• SELECTED PASSAGE:
Found there was a vacuum line going to the AOS is loose, which is probably the suspect of the air leak that caused P1128 and P1130.

Drove the car and the Catalyst monitor is now complete.

The Fuel trim while idling after the engine is warmed looks fine now. Haven't seen any pending P1128 or P1130.

 

In regards to the Secondary Air Injection, it is still incomplete. Only had couple cold start since the vacuum line fix.

Do I need to have the AC and the defroster on during the cold start?

 

rprieto, the pump shuts off after about 2m - 2m15s. Do you mean to drive the car within 90-120 seconds after the pump shuts off? Or do yo mean to drive the car 90-120 seconds after the engine turns over?

 

Two things...

 

1. I replaced my AOS this past weekend after getting a P1128 and P1130 codes thrown.  Quick check is by trying to remove the oil cap with engine in idle.  A bad AOS will make it difficult to remove.  I had much difficulty removing mine when it failed while idling.  Everything works great now.  I've you lived nearby... I would help.

• WHAT YOU WILL DO:
Write the next part of the forum thread about the P1128 and P1130 codes, picking up after its final sentence. The items that come after this are not needed for what you are asked to do.

• DATA RECORDS:

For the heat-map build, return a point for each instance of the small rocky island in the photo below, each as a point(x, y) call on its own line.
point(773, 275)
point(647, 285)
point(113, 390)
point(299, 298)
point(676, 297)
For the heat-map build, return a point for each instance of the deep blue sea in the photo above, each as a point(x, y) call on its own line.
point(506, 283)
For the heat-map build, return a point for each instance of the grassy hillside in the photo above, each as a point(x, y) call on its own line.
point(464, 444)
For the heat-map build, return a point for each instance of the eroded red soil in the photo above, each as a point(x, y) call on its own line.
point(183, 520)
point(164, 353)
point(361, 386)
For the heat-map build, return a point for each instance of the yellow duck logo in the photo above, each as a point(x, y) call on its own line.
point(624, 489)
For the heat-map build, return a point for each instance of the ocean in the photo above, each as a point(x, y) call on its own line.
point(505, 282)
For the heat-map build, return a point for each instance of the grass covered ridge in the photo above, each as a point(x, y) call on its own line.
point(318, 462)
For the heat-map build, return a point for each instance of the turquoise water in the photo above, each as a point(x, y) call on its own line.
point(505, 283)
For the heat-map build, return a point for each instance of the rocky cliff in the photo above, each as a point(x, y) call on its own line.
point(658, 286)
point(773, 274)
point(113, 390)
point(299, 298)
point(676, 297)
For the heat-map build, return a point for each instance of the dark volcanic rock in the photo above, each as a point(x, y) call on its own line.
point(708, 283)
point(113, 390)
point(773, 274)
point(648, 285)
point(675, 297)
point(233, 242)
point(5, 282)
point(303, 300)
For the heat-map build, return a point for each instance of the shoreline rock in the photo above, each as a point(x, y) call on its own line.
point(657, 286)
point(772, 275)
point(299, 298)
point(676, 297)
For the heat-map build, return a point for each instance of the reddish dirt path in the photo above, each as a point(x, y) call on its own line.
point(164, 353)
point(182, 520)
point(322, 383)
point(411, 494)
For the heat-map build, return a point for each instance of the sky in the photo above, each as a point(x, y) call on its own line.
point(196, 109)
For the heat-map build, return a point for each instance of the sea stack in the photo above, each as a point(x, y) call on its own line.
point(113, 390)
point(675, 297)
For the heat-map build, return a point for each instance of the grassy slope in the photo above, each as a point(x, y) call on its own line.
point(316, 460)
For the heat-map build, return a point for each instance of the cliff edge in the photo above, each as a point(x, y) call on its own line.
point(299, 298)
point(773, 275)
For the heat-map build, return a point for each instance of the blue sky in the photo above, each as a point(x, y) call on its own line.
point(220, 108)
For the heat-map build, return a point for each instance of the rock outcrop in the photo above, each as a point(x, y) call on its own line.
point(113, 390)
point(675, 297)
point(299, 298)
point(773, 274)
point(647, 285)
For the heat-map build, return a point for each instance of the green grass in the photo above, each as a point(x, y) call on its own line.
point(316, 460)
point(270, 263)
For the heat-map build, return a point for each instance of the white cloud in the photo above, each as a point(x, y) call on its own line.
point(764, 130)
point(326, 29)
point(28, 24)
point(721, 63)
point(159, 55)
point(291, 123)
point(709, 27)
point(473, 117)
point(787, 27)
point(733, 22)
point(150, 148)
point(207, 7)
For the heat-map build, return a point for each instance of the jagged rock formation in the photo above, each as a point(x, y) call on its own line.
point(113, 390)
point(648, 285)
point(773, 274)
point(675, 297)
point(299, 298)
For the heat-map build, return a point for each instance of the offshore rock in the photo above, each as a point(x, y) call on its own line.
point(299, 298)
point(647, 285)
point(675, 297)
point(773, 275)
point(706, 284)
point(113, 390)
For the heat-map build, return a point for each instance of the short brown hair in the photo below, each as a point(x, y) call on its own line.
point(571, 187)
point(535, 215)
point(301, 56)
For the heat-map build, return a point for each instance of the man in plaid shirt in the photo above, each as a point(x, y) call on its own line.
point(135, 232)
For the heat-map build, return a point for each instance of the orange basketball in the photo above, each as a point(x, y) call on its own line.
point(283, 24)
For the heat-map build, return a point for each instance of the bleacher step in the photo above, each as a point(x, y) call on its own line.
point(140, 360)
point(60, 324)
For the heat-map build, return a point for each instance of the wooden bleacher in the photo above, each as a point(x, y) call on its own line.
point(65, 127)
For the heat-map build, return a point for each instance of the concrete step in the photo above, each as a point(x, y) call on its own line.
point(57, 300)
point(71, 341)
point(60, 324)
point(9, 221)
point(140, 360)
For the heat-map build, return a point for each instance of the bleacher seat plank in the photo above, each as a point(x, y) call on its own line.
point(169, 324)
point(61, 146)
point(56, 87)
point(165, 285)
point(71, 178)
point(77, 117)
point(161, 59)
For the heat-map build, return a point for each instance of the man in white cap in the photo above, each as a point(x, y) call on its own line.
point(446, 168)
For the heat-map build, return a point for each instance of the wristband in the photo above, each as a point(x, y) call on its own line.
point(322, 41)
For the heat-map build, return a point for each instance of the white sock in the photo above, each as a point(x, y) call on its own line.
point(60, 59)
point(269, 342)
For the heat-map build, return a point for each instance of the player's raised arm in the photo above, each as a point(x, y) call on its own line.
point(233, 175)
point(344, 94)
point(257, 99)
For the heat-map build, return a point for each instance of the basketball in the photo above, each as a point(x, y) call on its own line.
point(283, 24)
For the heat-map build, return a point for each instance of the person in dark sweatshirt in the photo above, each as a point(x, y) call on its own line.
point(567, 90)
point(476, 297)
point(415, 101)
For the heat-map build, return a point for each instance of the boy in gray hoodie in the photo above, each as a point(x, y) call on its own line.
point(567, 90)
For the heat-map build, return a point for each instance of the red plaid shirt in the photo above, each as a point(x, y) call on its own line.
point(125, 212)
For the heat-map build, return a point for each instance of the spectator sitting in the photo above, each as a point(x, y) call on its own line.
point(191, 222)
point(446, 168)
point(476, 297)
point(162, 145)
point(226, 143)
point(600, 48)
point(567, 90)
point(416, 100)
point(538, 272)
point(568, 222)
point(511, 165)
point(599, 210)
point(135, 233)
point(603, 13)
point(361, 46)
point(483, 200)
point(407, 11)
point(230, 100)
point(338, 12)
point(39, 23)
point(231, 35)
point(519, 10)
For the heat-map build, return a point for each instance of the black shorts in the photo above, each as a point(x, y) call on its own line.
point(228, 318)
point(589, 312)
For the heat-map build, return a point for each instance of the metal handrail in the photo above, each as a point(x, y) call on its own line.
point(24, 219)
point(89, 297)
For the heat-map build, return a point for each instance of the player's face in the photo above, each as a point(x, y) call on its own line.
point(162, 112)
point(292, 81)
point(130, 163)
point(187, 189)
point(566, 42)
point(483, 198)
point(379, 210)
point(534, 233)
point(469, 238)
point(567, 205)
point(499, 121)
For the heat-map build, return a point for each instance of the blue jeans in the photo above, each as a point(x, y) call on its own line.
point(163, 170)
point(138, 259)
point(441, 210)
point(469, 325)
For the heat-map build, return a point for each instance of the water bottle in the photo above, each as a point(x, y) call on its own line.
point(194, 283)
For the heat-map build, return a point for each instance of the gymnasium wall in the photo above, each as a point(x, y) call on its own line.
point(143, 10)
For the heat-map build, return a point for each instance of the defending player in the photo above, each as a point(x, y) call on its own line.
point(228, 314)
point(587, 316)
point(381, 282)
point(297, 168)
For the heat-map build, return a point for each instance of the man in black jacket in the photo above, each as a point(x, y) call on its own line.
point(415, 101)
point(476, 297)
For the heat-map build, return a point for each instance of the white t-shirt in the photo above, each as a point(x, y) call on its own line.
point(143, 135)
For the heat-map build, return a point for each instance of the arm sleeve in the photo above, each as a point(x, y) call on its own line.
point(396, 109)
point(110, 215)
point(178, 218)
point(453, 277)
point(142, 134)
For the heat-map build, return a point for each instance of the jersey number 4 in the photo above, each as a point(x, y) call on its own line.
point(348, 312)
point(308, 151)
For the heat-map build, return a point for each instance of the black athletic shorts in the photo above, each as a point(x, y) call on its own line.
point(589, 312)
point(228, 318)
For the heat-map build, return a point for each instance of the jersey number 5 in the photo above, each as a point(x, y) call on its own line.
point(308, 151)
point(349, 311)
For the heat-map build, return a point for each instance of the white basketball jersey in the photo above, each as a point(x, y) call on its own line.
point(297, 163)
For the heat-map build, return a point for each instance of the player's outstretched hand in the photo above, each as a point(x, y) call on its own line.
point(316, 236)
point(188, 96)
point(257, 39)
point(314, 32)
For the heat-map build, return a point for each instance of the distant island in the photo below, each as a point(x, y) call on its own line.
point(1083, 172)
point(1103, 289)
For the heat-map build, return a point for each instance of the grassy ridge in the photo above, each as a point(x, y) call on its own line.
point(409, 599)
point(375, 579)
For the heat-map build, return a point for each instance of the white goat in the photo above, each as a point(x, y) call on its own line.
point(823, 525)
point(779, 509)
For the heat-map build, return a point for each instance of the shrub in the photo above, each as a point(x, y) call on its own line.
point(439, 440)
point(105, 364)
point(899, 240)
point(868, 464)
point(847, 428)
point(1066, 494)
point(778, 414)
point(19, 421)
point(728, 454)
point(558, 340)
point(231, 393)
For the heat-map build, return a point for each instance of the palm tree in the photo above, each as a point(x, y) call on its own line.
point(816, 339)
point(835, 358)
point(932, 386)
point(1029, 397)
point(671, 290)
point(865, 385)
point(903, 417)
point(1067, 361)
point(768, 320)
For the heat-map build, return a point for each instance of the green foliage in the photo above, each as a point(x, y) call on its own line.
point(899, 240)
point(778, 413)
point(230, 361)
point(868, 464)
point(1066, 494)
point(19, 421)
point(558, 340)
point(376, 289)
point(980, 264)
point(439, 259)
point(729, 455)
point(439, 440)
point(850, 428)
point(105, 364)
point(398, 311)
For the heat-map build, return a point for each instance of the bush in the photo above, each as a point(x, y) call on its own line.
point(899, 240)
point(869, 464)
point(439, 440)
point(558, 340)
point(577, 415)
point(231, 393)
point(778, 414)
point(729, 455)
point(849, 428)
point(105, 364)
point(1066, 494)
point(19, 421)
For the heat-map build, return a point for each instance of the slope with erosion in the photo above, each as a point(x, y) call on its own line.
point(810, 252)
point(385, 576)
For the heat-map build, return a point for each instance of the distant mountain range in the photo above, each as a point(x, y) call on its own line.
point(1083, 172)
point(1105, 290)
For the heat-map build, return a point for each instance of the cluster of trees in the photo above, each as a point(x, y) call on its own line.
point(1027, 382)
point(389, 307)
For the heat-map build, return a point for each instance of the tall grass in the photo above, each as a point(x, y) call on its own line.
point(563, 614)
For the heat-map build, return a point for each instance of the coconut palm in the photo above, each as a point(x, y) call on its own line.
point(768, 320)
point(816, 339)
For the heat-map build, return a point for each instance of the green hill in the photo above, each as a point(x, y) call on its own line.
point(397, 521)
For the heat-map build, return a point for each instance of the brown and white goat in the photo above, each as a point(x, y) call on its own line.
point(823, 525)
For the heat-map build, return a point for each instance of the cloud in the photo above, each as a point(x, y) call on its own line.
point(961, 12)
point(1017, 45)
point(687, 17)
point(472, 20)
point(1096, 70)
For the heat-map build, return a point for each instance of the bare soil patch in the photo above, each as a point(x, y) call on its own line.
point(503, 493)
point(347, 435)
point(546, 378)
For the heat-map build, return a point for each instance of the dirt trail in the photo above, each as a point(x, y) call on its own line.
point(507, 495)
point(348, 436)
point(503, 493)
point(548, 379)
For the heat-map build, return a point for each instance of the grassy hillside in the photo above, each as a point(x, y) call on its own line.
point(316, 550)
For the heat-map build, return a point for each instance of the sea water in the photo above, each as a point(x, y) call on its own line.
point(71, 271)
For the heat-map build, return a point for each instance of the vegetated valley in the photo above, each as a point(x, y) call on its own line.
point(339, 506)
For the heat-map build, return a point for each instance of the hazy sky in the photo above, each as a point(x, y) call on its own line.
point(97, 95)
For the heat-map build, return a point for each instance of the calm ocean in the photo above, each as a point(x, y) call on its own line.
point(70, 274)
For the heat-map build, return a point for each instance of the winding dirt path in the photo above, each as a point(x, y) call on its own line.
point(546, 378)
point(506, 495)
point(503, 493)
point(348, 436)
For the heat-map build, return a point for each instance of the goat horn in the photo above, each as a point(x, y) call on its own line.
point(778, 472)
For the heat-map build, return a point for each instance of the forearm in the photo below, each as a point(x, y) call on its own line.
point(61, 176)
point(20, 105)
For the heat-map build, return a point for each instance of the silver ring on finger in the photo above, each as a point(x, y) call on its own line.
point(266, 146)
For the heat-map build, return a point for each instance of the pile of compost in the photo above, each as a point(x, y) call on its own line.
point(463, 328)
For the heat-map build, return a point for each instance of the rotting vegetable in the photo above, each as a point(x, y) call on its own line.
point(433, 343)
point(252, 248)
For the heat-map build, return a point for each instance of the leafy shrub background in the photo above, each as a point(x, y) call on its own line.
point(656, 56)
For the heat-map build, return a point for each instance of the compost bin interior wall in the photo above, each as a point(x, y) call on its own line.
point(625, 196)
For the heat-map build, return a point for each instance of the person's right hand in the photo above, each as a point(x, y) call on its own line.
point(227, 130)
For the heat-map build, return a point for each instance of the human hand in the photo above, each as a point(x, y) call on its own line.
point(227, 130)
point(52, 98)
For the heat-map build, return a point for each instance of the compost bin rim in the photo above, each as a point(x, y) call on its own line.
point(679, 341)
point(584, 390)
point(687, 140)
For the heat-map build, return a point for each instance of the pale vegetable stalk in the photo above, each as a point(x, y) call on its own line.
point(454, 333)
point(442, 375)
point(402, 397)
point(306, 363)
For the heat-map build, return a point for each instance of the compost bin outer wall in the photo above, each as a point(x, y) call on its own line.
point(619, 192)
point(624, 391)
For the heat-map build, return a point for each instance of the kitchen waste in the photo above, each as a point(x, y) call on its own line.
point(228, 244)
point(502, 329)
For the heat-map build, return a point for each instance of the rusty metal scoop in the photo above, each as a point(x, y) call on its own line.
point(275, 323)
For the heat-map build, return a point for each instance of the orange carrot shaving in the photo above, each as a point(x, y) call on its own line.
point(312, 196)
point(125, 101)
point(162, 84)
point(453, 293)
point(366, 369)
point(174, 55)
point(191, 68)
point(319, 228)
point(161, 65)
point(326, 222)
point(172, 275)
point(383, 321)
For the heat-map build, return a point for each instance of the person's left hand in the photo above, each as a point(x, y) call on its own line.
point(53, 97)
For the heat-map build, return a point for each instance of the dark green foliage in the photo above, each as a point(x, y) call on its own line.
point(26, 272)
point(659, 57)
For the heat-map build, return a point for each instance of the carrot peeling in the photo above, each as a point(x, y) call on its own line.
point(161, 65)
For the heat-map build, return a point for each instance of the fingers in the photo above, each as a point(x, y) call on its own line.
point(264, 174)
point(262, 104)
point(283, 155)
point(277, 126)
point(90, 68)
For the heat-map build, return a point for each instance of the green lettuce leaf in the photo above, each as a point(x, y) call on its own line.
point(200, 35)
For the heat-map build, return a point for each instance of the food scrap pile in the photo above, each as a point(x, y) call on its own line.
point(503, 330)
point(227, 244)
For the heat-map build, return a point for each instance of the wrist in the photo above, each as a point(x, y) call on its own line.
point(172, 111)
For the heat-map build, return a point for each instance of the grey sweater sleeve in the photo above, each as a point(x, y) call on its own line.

• RESULT OF THE TASK:
 

2. Regarding your Secondary Air Test Readiness monitor incomplete...  It will never set the complete flag if you DON'T drive it within the first 90-120 seconds after a cold start.  Once that Secondary Air Pump shuts down after the cold start.... it won't set.  So... DRIVE it after you start it... then it will set.... no big deal.

 

I too live in California.... if you are looking to smog it...for your year... you can pass smog if the evaporative system is not ready.

https://www.bar.ca.gov/pdf/Smog_Check_OBD_Reference_Guide.pdf

 

Cold start, DRIVE it... then check the readiness monitor.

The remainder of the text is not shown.